What you have to do - Reproduce the data word for word, starting with the line that contains "In this exercise you will annotate each instance of the auction" and continuing through the final line of the data.

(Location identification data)
━━━━━━━━━━

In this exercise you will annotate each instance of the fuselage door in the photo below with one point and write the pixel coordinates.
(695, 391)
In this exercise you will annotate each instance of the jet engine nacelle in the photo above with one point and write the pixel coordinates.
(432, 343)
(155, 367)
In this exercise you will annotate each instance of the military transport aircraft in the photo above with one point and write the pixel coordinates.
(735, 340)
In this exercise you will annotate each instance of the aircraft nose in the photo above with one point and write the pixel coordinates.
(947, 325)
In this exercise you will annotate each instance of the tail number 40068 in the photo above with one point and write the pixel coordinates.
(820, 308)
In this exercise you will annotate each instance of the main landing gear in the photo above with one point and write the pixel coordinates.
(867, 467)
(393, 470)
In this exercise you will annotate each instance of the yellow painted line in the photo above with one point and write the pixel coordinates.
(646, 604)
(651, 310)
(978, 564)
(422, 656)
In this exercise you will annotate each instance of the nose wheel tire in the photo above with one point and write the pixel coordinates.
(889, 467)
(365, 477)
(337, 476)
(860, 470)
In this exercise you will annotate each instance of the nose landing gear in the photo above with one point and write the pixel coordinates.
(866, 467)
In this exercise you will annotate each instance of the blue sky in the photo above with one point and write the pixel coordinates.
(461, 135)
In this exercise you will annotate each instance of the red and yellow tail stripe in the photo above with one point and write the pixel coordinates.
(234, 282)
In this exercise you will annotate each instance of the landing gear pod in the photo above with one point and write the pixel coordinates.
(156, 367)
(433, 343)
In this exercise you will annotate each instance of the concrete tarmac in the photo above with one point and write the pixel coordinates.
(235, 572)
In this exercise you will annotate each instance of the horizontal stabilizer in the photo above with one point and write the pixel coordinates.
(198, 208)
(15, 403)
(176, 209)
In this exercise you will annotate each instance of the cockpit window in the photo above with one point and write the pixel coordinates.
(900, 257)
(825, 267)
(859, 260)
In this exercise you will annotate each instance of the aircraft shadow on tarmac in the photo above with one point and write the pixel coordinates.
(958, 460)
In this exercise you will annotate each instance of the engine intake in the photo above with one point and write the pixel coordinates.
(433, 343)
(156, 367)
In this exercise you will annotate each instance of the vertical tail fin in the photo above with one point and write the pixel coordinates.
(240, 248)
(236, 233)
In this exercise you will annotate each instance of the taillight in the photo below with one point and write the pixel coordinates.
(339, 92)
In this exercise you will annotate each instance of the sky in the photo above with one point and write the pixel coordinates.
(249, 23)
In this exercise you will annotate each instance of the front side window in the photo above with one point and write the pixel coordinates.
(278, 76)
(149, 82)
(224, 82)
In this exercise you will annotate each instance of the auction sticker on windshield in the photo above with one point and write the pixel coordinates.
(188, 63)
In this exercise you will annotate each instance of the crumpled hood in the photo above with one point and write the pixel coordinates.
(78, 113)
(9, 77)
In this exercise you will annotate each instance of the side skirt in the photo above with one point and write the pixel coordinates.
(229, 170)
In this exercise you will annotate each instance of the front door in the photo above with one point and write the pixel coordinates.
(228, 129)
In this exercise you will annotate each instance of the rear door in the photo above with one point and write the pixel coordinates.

━━━━━━━━━━

Output for this task -
In this exercise you will annotate each instance of the auction sticker on windshield in the photo above with one point and write the pixel coordinates.
(188, 63)
In this exercise you will annotate each instance of the crumpled hood in the photo above with one point and write the pixel coordinates.
(78, 113)
(9, 77)
In this exercise you will annotate each instance of the side skirt in the photo above with one point and write the pixel coordinates.
(229, 170)
In this exercise you will annotate each instance of the front door in the photo above with one point and write the pixel coordinates.
(228, 129)
In this exercise you will annotate each instance of the rear door in the photo above with one point and write the pixel coordinates.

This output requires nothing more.